Single-Image Systems or Automated Fabrics

In the Network Automation 101 webinar and Building Network Automation Solutions online course I described one of the biggest challenges the networking engineers are facing today: moving from thinking about boxes and configuring individual devices to thinking about infrastructure and services, and changing data models which result in changed device configurations.

The $1B question is obviously: and how do we get from here to there?

My ideas were heavily influenced by the Our Traditional Interop Breakfast discussions I had with Terry Slattery in times when Interop still found it worthwhile to invest into good speakers, and the fantastic blog post by Jeremy Stretch. Thank you both!

There are two fundamental ways to solve this challenge:

  • Build or buy a network automation solution that translates high-level data model (marketers prefer to use the word Intent) into device configurations that are then pushed to traditional network devices;

  • Buy a $vendor solution that pretends a whole network (for example, a data center fabric) is a single device. This trend started with shared-control-plane approaches like stackable switches, Cisco VSS and HP IRF, and was made way more scalable with reasonable architectures like Juniper QFabric, Cisco ACI, or Pluribus Networks Netvisor.

Named object pointing data >>
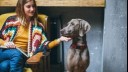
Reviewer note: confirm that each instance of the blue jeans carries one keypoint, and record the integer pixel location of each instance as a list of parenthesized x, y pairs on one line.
[(11, 60)]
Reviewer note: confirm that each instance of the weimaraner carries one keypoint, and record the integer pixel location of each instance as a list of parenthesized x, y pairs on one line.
[(78, 54)]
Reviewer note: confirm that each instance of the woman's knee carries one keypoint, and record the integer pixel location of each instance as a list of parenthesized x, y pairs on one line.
[(4, 66)]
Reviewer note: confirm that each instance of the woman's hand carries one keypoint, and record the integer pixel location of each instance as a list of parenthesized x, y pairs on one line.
[(62, 38), (10, 45)]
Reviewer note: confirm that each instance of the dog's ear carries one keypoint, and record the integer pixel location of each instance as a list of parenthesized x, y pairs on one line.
[(84, 27)]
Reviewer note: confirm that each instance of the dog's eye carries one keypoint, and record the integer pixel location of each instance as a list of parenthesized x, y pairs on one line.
[(72, 23)]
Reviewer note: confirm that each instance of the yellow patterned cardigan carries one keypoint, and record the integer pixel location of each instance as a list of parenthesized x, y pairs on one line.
[(10, 29)]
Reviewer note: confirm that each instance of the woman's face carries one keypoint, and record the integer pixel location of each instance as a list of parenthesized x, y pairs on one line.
[(29, 9)]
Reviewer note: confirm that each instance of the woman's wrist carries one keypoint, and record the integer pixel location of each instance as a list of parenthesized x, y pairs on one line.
[(59, 40)]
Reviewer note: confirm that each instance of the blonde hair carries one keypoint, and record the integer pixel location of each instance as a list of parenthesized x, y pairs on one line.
[(21, 14)]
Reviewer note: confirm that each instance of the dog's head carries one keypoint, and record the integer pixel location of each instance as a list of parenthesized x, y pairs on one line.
[(76, 27)]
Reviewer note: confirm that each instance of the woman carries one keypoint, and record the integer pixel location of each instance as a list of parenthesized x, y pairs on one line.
[(23, 31)]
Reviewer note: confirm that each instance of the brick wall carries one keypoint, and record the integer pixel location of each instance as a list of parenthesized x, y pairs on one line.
[(88, 3)]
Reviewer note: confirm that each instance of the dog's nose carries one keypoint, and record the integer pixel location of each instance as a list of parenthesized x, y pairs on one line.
[(69, 31)]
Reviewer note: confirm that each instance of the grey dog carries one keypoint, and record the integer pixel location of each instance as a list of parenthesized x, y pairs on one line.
[(78, 54)]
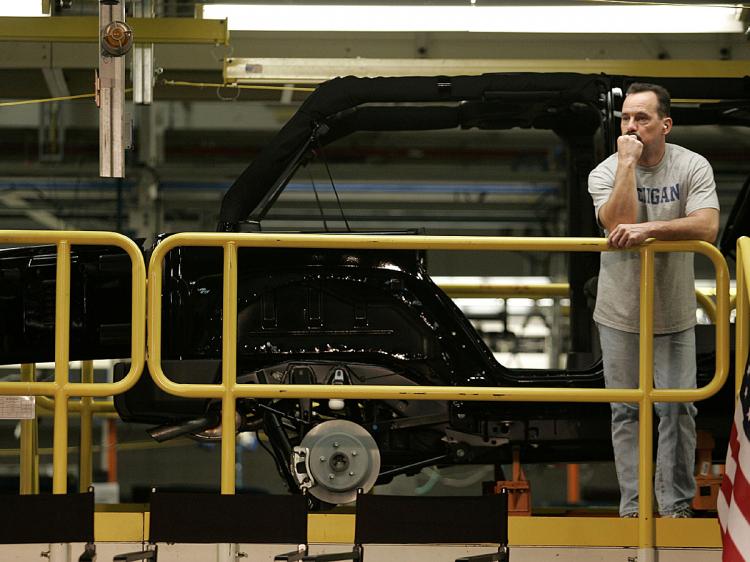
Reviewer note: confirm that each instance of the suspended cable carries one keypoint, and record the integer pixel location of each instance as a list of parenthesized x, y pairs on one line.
[(317, 200), (333, 185)]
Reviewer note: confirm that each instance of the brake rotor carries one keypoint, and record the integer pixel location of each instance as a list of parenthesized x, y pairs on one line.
[(339, 457)]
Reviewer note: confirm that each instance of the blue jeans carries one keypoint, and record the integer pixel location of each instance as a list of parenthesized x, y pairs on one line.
[(674, 367)]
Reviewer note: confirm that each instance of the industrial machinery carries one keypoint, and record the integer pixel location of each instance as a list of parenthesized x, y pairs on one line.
[(350, 317)]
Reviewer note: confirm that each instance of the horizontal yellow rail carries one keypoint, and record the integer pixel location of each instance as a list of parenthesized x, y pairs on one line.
[(549, 290), (231, 242)]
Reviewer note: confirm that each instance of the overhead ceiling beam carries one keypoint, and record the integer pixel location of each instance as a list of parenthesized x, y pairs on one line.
[(316, 70), (85, 29), (39, 216)]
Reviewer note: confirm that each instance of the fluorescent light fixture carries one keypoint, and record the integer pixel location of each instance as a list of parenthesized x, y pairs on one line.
[(22, 8), (631, 19)]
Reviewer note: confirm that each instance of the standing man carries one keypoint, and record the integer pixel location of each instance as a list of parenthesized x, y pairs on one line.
[(651, 189)]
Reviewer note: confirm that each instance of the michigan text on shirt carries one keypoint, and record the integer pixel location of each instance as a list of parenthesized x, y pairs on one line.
[(658, 195)]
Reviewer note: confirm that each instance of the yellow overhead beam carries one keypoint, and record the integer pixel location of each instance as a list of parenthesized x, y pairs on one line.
[(85, 29), (315, 70)]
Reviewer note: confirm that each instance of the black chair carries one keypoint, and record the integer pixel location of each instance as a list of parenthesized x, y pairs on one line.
[(199, 517), (423, 520), (49, 519)]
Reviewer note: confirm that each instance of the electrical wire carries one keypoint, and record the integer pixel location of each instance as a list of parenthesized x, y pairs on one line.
[(317, 200), (333, 185), (235, 85)]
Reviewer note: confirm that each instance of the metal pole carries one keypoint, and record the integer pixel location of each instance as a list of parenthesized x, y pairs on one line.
[(741, 331), (29, 461), (62, 340), (229, 373), (646, 523), (85, 460)]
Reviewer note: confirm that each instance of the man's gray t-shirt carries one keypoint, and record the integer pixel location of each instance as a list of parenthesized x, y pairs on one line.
[(680, 184)]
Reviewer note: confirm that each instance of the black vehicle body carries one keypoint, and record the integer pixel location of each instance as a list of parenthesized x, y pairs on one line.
[(364, 316)]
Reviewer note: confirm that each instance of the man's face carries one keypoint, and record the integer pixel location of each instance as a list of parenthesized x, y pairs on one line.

To do >>
1. Transcribe the network automation passage between "Single-Image Systems or" and "Thank you both!", inclusive.
2. Pick up the network automation passage after its final sentence and carry it forward.

The replies >>
1.
Single-Image Systems or Automated Fabrics

In the Network Automation 101 webinar and Building Network Automation Solutions online course I described one of the biggest challenges the networking engineers are facing today: moving from thinking about boxes and configuring individual devices to thinking about infrastructure and services, and changing data models which result in changed device configurations.

The $1B question is obviously: and how do we get from here to there?

My ideas were heavily influenced by the Our Traditional Interop Breakfast discussions I had with Terry Slattery in times when Interop still found it worthwhile to invest into good speakers, and the fantastic blog post by Jeremy Stretch. Thank you both!

2.
The major difference between the two: how much you can do when the thing breaks down (here’s what Douglas Adams had to say on this topic).

If you’re using a network automation solution (doesn’t matter whether it’s a bunch of Perl scripts, Ansible playbooks, or Cisco NSO), you can still log into individual devices, check their configuration, figure out how to fix stuff, and get the network patched together till a proper fix is implemented. Obviously, this approach only works if:

  • You thought about big red button that can stop the automation from overwriting your attempts to get the network up and running;

  • You haven’t fired all your network engineers due to misplaced unwavering belief in Easter Bunny and $vendor promises.

If you decided to go with the single-image solution from a $vendor you’re stuck with a broken network till they get their act together and figure out how to fix it, because in most cases you can’t troubleshoot what’s going on behind the scenes, and have no way of fixing it even if you’d be able to figure out what’s wrong.

At this moment pundits with more opinions than operational experience should start telling me how totally outdated I am and how every industry eventually moves from tinkerers to integrated solutions, citing modern cars as the prime example.

I totally agree with that sentiment, and would be perfectly fine with that approach… as soon as those same pundits could tell me where I can get a rental network when mine sits at a clueless mechanic for a month because the $vendor-approved testing equipment cannot identify what’s wrong with my network. No takers? I thought so.

Of course, you can make a counter-argument that the almighty $Cloud provides all the answers, and that might be a good-enough approach for many smaller organizations, but do keep in mind that you still need a network to get the data in and out of the cloud.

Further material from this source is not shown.